=== Job A ===
List each filesystem type that the init script in the Linux for QEMU MicroVM post mounts.
=== Job B ===
Print the passage of the Linux for QEMU MicroVM post from "After coming across" up to and including "trial and error.".

=== Page text ===
________

Linux for QEMU MicroVM.
After coming across smolBSD, which is a project to run a very small NetBSD kernel with small user space for building MicroVM, I wanted to look at doing something simliar with Linux. There was two core parts of this, the first was making a minimal inital RAM filesystem using BusyBox and the other was compiling the kernel.
While getting this off the ground, I started using an existing Linux kernel so I could focus on user space, then I built Linux Kernel starting from minimal configuration and slowly turning things on through trial and error.
For reference, using the Kernel from Ubuntu 26.04 Netboot, it took 8 seconds
to get to /init. A hint if your kernel doesn’t output the timings add
printk.time=t, compared with the built from source kernel, 0.332004 seconds.
In the end I had a minimal Linux kernel and two initial file system images, one with Dropbear for SSH access and the other with Valkey to test using it to host a single application. Both had BusyBox.
First initial RAM file system
The first iteration with a handwritten script to serve as init and it would
install the symlinks for BusyBox’s multi-call binary (one binary contains all
commands).
mkdir busybox-root && cd busybox-root
mkdir -p bin dev etc lib mnt proc sys tmp var home
wget -O bin/busybox https://busybox.net/downloads/binaries/1.35.0-x86_64-linux-musl/busybox
cat > init << EOF
#!/bin/busybox sh
/bin/busybox --install /bin
mount -t proc proc /proc
mount -t sysfs sysfs /sys
mount -t devtmpfs devtmpfs /dev
mount -t tmpfs tmpfs /tmp
sh
EOF
cat > etc/passwd << EOF
root:x:0:0:root:/root:/bin/sh
nobody:x:65534:65534:nobody:/:/sbin/nologin
EOF
cat > etc/group << EOF
root:x:0:root
nobody:x:65534:
EOF
find . | cpio -ov --format=newc | gzip --best > /host/bb-initramfz && find . | cpio -ov --format=newc > /host/bb-initramfs && echo "Built images"
- The passwd and group were set-up as I was trying out
mdevand that dealt with different users. - The command at the end rebuilds the images.

________

=== Given records ===
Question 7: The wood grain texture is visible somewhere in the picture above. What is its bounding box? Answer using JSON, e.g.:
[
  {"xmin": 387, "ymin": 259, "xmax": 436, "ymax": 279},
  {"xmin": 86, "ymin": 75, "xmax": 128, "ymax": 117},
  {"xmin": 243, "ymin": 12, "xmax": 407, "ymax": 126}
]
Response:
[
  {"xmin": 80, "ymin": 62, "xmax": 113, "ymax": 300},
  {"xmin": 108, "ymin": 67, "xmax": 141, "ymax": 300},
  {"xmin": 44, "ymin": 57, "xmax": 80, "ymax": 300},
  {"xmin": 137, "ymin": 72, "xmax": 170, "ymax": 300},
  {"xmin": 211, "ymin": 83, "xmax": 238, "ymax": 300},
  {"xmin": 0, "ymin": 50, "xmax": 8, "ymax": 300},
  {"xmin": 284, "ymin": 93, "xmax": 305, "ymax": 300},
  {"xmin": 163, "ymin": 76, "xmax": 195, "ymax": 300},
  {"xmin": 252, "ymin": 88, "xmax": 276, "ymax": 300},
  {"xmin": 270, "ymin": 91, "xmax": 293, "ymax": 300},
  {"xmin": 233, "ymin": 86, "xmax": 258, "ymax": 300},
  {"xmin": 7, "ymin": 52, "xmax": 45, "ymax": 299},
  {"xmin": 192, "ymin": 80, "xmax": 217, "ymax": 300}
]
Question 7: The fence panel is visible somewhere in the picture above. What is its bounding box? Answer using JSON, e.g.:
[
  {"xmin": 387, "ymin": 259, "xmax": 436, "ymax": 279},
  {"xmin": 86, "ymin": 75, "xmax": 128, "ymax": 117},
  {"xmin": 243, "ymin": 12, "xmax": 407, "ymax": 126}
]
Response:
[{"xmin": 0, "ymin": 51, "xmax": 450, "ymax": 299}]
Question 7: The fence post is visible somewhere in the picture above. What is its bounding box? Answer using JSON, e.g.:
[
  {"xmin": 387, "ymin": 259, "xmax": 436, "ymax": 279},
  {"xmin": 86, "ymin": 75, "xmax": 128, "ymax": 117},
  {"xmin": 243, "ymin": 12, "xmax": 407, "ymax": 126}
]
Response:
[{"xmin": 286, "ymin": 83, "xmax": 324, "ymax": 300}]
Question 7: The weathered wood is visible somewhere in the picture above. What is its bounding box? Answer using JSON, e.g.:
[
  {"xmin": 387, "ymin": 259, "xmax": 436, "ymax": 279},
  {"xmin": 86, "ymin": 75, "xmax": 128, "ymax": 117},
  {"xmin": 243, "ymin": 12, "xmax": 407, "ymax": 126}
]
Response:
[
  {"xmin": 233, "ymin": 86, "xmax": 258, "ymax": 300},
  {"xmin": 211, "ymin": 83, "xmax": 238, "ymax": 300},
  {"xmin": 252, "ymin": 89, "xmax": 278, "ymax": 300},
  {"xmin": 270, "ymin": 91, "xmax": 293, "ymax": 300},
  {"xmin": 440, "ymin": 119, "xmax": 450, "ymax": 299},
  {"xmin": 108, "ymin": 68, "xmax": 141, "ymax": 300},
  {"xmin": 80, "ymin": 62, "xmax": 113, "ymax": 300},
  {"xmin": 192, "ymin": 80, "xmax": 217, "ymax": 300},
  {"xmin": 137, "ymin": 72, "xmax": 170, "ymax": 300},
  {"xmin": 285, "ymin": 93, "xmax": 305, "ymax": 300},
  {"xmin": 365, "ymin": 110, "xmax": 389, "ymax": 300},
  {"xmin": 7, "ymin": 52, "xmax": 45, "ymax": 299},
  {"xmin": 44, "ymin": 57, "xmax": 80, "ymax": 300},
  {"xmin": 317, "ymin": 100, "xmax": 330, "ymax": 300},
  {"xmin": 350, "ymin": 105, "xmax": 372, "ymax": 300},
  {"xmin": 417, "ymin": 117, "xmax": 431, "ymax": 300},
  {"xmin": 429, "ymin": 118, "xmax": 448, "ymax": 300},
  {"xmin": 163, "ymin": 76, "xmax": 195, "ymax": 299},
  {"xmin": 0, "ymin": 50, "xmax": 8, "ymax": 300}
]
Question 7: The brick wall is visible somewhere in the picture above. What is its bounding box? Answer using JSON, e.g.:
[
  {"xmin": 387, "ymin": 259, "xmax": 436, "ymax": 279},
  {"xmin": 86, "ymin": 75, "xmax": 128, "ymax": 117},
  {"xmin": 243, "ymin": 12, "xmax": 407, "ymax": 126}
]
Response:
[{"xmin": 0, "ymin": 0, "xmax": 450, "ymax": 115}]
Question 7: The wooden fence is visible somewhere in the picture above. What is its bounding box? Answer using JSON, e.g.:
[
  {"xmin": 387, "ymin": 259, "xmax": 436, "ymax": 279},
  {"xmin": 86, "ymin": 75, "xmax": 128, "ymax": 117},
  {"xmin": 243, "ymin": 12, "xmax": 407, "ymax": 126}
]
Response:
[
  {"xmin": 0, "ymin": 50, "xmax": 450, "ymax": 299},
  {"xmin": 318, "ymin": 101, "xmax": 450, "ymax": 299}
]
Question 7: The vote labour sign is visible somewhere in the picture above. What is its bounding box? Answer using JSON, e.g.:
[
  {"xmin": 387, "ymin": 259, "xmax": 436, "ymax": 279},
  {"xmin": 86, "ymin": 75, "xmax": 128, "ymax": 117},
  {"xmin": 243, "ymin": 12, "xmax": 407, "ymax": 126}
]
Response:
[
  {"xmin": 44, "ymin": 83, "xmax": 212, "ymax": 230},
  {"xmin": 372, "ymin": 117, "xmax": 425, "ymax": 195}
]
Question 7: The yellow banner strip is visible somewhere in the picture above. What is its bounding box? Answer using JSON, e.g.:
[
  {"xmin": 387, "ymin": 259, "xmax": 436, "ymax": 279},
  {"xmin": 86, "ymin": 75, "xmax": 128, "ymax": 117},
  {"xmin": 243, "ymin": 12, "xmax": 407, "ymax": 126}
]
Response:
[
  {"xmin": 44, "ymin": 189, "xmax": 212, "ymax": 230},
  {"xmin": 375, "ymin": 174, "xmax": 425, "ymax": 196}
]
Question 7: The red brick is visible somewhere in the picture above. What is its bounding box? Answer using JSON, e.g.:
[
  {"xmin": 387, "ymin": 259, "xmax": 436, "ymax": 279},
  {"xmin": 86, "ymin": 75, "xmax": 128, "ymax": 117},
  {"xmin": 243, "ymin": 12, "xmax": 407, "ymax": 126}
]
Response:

________

=== Reply A ===
proc
sysfs
devtmpfs
tmpfs

=== Reply B ===
After coming across smolBSD, which is a project to run a very small NetBSD kernel with small user space for building MicroVM, I wanted to look at doing something simliar with Linux. There was two core parts of this, the first was making a minimal inital RAM filesystem using BusyBox and the other was compiling the kernel.
While getting this off the ground, I started using an existing Linux kernel so I could focus on user space, then I built Linux Kernel starting from minimal configuration and slowly turning things on through trial and error.